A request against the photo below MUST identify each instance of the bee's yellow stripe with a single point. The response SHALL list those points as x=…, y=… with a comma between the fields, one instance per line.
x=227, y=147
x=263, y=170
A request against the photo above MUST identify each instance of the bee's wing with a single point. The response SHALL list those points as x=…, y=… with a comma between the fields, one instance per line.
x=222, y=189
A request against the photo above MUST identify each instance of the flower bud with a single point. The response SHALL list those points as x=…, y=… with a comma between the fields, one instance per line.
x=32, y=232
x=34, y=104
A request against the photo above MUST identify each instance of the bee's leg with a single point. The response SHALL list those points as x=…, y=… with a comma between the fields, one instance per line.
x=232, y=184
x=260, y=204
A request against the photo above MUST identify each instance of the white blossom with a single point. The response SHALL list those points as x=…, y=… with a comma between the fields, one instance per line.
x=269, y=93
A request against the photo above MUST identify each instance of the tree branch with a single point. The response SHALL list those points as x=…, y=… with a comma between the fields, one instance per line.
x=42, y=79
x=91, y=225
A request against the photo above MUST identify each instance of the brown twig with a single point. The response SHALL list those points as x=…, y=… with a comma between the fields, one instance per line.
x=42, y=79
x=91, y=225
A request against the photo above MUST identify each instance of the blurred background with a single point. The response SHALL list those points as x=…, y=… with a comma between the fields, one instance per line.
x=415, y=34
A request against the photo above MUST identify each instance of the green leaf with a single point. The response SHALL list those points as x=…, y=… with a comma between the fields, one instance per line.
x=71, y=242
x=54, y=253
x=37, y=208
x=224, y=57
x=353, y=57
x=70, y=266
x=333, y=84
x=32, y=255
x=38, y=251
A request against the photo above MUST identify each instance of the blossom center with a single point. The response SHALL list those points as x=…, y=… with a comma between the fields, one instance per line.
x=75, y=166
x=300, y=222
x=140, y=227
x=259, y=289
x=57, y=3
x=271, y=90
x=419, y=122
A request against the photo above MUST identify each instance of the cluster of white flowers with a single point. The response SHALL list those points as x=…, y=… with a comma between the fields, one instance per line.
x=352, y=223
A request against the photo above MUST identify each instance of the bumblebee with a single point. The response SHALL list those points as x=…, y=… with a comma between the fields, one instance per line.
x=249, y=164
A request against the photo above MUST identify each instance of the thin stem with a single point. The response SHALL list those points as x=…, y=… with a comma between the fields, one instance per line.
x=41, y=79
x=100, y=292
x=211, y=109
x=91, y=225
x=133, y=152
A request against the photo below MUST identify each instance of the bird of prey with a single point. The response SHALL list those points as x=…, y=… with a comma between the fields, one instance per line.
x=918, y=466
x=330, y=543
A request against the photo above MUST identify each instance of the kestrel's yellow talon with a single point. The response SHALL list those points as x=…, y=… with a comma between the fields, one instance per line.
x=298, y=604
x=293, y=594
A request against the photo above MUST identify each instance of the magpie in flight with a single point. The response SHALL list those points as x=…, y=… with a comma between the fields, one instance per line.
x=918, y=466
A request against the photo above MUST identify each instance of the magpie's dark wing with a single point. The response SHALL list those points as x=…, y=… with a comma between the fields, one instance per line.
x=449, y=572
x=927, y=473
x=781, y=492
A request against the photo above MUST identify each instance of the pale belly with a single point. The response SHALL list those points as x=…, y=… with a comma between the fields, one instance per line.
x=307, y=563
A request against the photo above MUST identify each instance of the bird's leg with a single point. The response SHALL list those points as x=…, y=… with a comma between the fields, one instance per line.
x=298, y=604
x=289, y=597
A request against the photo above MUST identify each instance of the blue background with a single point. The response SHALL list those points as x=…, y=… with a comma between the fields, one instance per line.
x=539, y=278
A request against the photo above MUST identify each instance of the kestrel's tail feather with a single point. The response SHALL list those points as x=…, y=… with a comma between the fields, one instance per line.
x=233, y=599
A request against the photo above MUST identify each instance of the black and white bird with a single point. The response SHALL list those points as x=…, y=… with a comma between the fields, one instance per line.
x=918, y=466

_ _ _

WHAT YOU WILL DO: Word for word, write out each entry shown above.

TASK ANSWER:
A request against the photo below MUST identify each instance of the bee's yellow stripe with a single point. The response SHALL list those points as x=…, y=… with a comma between the fields, one instance per line.
x=227, y=147
x=263, y=170
A request against the photo above MUST identify each instance of the bee's wing with a single point. The response SHALL list those points as x=…, y=… with a comma between the fields, one instance per line.
x=222, y=189
A request against the photo above MUST identify each instance of the flower bud with a single point. The response SHALL list those points as x=…, y=… with a comma between the fields, one instance per line.
x=32, y=232
x=34, y=104
A request against the photo above MUST identify each instance of the bee's leg with a single point. The response SHALL list those points as x=…, y=… with a comma between the fields, one instance per line.
x=232, y=184
x=260, y=204
A request against the photo above MUST identify each instance of the white blossom with a single point. The response SHALL list those points as x=…, y=… with a comma between the fields, one instance per line.
x=269, y=93
A request against the photo above MUST identify each instance of the tree branch with a single point. The response SHALL list those points as x=…, y=… with a comma between the fields, one instance per line.
x=42, y=79
x=91, y=225
A request against the photo above MUST identify each instance of the brown twig with a single point. The response SHALL list those points as x=…, y=… with a comma between the fields, one instance per line.
x=42, y=79
x=91, y=225
A request against the photo above MUST identify each instance of the blurred background with a single point. The response SHALL list those points as x=…, y=… with a comma between the fields, one instance per line.
x=415, y=34
A request against the photo above MUST identify each instance of the green leaf with a single point. The response SHALL list those points as x=…, y=… with a comma between the fields, one instance per line.
x=71, y=242
x=54, y=253
x=37, y=208
x=224, y=57
x=353, y=57
x=70, y=266
x=333, y=84
x=32, y=255
x=38, y=251
A request against the photo above MUST identify each instance of the blossom center with a single point. The response SHALL list those points as x=…, y=… with a comma between the fields, one instance per line.
x=75, y=166
x=300, y=222
x=140, y=227
x=259, y=289
x=57, y=3
x=271, y=90
x=419, y=122
A request against the photo above MUST identify each instance of the cluster of white flowers with a single point. The response SHALL list those points as x=…, y=… with a comma between the fields, one instance per line.
x=352, y=223
A request against the photo above MUST identify each instance of the bumblebee with a single point. The response SHALL list those points as x=…, y=… with a comma between the fields, one instance per line.
x=249, y=164
A request against the photo above MUST identify each instance of the thin stem with a single point. The response SHALL list those points as x=…, y=… with a comma between the fields, one instance per line.
x=41, y=79
x=100, y=292
x=211, y=109
x=91, y=225
x=133, y=152
A request against the photo below MUST identify each instance of the bird of prey with a single point. The response SHALL list those points as x=…, y=… with a comma between the fields, one instance per line.
x=918, y=466
x=330, y=543
A request against the photo above MUST identify each instance of the kestrel's yellow talon with a single point. The response SHALL list those points as x=…, y=… with a comma between the fields, one instance per line.
x=298, y=604
x=293, y=594
A request against the photo above MUST identify each instance of the magpie in flight with a single point. The response SHALL list those points as x=…, y=… with a comma between the fields, one instance per line.
x=918, y=466
A request against the photo above MUST identify each instance of the magpie's dark wing with a single point. The response SHALL list those points as x=…, y=… with a comma between the fields, one instance per line.
x=449, y=572
x=927, y=473
x=781, y=492
A request against the photo above MUST identify each instance of the pale belly with a single point. The response SHALL list those points as x=…, y=… with a comma between the fields, one instance per line.
x=307, y=563
A request against the photo above MUST identify each instance of the bird's leg with a single point. The response SHALL list those points as x=…, y=… with a comma between the fields, one instance per line.
x=298, y=604
x=289, y=597
A request against the photo above MUST identify each instance of the blue background with a single point. The response SHALL list those points as x=…, y=… with a comma between the fields, one instance per line.
x=539, y=278
A request against the photo above MUST identify each instance of the kestrel's tail feather with a single point. The response SHALL list those points as x=…, y=… with a comma between the fields, one instance per line.
x=233, y=599
A request against the photo above MUST identify each instance of the black and white bird with a single point. The response SHALL list those points as x=…, y=… with a comma between the fields, one instance per line.
x=918, y=466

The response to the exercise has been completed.